▶ **SELECTED EXTRACT**:
╔══

There are a lot of Hadoop related projects which are open sourced and widely used by many componies. This article will go through the installations of them.

Install JDK

Install Hadoop

Install Hbase

Install Hive

Install Spark

Install Impala

Install Sqoop

Install Alluxio

Install JDK

Step 1: download package from offical site, and choose appropriate version.

Step 2: unzip the package and copy to destination folder

tar zxf jdk-8u111-linux-x64.tar.gz

cp -R jdk1.8.0_111/* /usr/share

Step 3: setting PATH and JAVA_HOME

vi ~/.bashrc

export JAVA_HOME=/usr/share/jdk1.8.0_111
export PATH=$JAVA_HOME/bin:$PATH
export CLASSPATH=.:$JAVA_HOME/lib/dt.jar:$JAVA_HOME/lib/tools.jar

source ~/.bashrc

Step 4: reboot server to make the changes take effect

Step 5: check java version

java -version

javac -version

Install Hadoop

Follow below steps to install Hadoop in standalone mode.

╚══

▶ **REQUESTS**:
a - Repeat the part of the installation guide that begins at the words "source ~/.bashrc" and stops after "in standalone mode.".
b - List, in order, every piece of software that the installation guide names in its opening list of installation sections.
The lines after this point come from a separate source and have no connection to the installation guide.

Point annotation lines
╔══

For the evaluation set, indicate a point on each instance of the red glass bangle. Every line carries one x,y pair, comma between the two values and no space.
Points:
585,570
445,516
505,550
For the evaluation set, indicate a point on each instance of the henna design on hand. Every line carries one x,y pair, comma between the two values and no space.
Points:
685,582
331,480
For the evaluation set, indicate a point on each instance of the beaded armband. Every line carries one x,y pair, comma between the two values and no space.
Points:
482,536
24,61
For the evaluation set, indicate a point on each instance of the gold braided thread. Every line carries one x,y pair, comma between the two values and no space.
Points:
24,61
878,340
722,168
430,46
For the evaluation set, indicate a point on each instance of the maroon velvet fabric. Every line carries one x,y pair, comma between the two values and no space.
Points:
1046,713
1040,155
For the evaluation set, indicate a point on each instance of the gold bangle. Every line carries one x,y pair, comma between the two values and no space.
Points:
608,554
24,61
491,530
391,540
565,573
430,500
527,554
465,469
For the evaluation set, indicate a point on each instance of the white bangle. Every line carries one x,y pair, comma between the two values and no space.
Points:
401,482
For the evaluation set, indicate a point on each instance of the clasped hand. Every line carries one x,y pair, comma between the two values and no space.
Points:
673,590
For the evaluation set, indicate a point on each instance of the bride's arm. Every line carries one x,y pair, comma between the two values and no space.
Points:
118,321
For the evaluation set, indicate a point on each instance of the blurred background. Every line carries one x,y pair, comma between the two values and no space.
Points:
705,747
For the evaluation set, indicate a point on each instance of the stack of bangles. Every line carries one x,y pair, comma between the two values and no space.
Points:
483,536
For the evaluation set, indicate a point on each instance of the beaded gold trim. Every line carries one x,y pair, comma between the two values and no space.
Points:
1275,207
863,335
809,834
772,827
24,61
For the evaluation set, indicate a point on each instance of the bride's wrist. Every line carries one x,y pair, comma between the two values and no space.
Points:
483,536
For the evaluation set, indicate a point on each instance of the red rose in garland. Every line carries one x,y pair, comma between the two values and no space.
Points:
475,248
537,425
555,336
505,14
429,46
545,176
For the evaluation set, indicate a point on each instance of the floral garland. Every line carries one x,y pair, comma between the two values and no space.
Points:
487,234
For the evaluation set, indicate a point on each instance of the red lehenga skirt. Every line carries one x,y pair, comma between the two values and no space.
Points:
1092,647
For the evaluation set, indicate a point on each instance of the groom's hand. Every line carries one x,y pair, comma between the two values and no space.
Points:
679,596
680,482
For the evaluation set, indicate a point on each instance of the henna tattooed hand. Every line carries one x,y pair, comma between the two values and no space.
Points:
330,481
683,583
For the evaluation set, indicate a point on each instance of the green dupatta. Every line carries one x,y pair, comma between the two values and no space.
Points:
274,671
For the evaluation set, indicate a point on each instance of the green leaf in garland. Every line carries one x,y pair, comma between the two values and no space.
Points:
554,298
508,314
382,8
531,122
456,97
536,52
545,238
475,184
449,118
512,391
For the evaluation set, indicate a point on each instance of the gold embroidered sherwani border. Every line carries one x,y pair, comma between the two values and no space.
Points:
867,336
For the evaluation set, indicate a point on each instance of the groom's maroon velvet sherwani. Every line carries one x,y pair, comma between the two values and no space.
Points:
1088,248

╚══

▶ **ANSWERS GIVEN**:
a -
source ~/.bashrc

Step 4: reboot server to make the changes take effect

Step 5: check java version

java -version

javac -version

Install Hadoop

Follow below steps to install Hadoop in standalone mode.

b -
JDK
Hadoop
Hbase
Hive
Spark
Impala
Sqoop
Alluxio